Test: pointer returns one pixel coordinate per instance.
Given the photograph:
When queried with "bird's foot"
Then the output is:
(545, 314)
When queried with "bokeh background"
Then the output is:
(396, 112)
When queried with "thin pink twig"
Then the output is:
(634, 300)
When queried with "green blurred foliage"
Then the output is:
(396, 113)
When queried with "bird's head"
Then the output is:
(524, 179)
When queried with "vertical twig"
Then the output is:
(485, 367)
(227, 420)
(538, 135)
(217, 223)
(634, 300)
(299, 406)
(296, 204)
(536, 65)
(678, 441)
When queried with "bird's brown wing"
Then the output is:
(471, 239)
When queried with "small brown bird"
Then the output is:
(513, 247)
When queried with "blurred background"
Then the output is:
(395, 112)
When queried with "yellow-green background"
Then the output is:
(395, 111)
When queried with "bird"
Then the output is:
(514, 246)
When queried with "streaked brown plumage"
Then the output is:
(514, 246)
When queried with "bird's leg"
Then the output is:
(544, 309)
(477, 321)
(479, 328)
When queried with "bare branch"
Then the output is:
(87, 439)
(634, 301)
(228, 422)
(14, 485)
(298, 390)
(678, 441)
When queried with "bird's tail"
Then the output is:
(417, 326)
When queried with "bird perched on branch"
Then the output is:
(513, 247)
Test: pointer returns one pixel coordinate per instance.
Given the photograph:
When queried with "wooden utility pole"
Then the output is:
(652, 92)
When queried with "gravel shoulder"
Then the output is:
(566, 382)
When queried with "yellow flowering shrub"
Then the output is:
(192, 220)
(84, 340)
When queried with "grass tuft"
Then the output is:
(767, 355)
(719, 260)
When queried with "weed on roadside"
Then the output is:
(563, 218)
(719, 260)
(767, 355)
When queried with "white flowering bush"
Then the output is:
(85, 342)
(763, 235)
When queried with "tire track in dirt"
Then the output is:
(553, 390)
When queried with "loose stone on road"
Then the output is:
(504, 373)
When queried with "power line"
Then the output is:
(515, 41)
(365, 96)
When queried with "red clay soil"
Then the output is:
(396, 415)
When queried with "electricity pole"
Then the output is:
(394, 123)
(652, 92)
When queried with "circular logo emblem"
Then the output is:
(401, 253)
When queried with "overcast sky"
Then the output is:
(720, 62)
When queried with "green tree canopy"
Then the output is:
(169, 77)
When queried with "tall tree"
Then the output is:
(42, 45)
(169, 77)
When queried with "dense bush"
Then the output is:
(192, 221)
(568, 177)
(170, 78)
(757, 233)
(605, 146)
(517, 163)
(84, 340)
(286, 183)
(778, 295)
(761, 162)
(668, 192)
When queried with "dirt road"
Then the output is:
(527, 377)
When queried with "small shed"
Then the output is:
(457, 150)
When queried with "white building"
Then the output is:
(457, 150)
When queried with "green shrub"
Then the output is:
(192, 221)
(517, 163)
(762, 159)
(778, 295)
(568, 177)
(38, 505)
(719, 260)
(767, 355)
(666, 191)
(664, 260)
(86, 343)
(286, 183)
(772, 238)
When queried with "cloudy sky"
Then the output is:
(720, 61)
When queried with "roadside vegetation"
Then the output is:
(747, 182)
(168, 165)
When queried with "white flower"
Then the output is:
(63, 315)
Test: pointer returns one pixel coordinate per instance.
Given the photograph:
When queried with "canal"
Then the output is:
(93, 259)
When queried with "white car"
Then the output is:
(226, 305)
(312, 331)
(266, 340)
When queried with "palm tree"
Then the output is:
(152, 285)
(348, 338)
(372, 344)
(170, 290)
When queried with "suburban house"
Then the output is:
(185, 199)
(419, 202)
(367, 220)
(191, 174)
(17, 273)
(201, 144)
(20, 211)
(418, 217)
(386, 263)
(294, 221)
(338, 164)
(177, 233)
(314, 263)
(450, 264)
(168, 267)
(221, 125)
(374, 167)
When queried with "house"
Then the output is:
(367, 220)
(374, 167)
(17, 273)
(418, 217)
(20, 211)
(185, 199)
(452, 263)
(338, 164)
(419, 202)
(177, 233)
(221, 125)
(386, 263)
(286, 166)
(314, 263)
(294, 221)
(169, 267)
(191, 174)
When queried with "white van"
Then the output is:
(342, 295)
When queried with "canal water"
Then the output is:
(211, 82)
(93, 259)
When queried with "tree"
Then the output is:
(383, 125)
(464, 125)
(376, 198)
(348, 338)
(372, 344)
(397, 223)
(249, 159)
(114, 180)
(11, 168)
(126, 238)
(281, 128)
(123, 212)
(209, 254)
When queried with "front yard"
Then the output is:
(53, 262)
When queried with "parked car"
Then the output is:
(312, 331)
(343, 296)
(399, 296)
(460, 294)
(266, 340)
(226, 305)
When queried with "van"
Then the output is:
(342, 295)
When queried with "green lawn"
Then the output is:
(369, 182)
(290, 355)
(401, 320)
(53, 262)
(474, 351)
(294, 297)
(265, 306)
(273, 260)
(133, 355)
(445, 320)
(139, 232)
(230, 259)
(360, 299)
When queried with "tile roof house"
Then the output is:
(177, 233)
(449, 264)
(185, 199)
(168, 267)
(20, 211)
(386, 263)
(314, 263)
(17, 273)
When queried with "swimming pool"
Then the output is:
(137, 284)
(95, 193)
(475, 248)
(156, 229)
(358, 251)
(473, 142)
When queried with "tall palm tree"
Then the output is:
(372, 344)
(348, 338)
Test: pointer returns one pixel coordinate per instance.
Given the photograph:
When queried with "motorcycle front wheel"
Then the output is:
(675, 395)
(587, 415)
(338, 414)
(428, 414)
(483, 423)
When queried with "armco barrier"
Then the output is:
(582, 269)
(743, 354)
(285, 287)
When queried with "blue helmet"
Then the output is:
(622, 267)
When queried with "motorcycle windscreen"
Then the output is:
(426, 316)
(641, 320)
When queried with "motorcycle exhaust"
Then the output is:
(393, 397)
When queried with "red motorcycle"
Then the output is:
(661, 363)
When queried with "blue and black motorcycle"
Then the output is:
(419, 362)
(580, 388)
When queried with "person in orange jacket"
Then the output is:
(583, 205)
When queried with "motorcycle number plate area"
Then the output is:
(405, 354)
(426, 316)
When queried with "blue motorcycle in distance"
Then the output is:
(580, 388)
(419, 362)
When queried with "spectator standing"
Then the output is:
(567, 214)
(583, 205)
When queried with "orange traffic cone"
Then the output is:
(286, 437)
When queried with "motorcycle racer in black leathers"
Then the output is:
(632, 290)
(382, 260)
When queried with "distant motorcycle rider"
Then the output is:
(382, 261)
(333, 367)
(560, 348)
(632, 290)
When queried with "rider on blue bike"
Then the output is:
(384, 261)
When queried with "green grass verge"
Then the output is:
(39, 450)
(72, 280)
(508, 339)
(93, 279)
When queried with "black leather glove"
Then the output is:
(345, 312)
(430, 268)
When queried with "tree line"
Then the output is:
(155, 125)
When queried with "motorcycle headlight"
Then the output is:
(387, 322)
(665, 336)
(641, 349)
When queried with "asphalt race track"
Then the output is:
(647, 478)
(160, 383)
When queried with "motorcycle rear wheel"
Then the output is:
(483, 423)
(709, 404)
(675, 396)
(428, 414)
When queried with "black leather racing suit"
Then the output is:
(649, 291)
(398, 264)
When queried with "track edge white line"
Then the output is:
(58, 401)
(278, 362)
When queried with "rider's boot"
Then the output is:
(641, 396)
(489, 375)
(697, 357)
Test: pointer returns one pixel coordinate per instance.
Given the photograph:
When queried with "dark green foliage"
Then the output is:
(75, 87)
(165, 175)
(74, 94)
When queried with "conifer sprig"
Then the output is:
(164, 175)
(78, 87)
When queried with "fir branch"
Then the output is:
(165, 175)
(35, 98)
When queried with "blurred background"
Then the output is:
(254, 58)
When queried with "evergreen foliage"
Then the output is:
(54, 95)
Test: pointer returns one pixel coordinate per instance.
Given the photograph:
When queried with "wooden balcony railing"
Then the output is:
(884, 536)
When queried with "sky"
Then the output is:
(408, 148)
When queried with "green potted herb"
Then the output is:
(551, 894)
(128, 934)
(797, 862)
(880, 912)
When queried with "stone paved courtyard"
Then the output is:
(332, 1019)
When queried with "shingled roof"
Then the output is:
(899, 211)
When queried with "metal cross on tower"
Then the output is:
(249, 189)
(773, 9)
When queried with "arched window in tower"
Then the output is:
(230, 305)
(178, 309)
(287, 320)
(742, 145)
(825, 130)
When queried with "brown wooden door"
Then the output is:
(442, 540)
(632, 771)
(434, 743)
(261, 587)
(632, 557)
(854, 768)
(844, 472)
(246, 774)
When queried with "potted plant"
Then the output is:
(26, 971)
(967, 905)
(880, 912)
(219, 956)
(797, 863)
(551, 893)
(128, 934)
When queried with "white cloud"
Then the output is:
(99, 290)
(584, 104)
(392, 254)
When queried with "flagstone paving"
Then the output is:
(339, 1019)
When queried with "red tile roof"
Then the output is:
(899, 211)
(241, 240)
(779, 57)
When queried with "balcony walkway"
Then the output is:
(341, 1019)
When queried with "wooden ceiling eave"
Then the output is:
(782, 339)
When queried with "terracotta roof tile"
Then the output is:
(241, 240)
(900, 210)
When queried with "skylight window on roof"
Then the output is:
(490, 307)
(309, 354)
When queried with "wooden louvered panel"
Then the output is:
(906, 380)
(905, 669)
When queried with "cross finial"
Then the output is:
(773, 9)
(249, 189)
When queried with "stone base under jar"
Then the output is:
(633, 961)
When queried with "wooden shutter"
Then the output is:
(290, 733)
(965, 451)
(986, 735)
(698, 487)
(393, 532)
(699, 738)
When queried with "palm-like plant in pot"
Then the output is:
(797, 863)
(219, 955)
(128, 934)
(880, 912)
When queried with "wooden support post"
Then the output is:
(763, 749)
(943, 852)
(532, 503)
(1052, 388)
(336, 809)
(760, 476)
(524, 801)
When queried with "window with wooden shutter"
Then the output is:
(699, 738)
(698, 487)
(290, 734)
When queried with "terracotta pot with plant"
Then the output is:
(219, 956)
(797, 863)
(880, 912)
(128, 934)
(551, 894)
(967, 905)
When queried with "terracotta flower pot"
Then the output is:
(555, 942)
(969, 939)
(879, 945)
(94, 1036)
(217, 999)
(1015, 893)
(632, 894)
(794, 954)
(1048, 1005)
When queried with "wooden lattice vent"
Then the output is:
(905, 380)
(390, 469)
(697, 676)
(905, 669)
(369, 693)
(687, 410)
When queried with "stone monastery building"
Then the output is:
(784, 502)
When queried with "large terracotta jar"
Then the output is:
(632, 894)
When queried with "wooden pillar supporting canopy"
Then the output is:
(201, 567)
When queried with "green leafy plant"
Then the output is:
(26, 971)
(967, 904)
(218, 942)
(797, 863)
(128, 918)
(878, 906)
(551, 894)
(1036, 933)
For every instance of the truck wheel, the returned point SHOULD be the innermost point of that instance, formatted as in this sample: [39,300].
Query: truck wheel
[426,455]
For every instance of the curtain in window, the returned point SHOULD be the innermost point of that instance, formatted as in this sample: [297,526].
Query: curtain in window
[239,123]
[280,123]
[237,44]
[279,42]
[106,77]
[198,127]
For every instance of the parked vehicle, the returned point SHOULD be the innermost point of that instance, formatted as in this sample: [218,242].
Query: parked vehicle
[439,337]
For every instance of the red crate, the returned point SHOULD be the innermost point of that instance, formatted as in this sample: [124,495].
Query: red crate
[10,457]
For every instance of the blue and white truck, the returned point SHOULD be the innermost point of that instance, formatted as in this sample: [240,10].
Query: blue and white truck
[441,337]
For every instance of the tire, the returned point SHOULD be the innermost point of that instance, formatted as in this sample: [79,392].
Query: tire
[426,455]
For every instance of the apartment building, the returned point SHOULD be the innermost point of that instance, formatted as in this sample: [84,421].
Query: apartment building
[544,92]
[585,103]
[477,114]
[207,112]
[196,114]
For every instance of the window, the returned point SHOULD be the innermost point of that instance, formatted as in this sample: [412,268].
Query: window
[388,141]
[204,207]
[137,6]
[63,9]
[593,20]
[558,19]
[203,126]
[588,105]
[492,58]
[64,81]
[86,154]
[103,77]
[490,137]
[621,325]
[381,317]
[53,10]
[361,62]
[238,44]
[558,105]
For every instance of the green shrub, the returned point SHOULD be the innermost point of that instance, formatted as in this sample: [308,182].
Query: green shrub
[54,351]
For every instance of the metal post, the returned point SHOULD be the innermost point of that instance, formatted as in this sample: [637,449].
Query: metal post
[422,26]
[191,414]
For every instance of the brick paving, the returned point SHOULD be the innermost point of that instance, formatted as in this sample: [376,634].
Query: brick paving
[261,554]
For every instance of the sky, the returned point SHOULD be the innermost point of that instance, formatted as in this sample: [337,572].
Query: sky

**Exercise prompt:** Return every line from the one holding "For every instance of the green" through the end of the data, exactly as it appears, with both ends kept and nothing else.

**Answer for the task:**
For every instance of the green shrub, the returned point SHOULD be the innermost point of that instance, formatted as in this sample: [308,182].
Query: green shrub
[54,351]
For every instance of the metal post, the returned point SHOULD be the innermost point of that instance, formatted as in this sample: [637,449].
Query: metal post
[422,26]
[191,414]
For every instance of the brick paving, the returned point SHOULD be the innermost point of that instance, formatted as in this sample: [376,634].
Query: brick paving
[261,554]
For every instance of the sky, the returned point SHOULD be the innermost point of that instance, formatted as in this sample: [337,572].
Query: sky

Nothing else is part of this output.